**Brano da leggere**
Come si concluderà questa indagine?
E cosa succederà alla sua relazione con Sam?
Ritroverà le opere d’arte rubate?
Il Vermeer esiste veramente?
Scoprirà la verità sul nonno?
E cosa è successo allo stalker psicopatico? (devo per forza leggere quel libro, sono troppo curiosa).

Niente spoiler, lo scoprirete leggendo il libro, ovviamente.
Non vi avevo ancora detto che non amo gli spoiler? 😊

Gli omicidi dei Monuments Men è una storia intrigante che vale la pena seguire libro dopo libro per poter conoscere dal principio il protagonista Jason West e apprezzarne a fondo le sfumature del carattere.

Questo quarto capitolo si può tranquillamente leggere senza aver letto i precedenti, ma sappiate che la vostra curiosità, così come la mia, vi scuoterà e punzecchierà.

**Materiale fornito**
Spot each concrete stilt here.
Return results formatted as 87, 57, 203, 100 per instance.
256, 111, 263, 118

**Cosa si chiede**
Ricopia senza modifiche il passo della recensione del libro compreso tra "Come si concluderà" e "sono troppo curiosa).", entrambi inclusi.

**Risposta completa**
Come si concluderà questa indagine?
E cosa succederà alla sua relazione con Sam?
Ritroverà le opere d’arte rubate?
Il Vermeer esiste veramente?
Scoprirà la verità sul nonno?
E cosa è successo allo stalker psicopatico? (devo per forza leggere quel libro, sono troppo curiosa).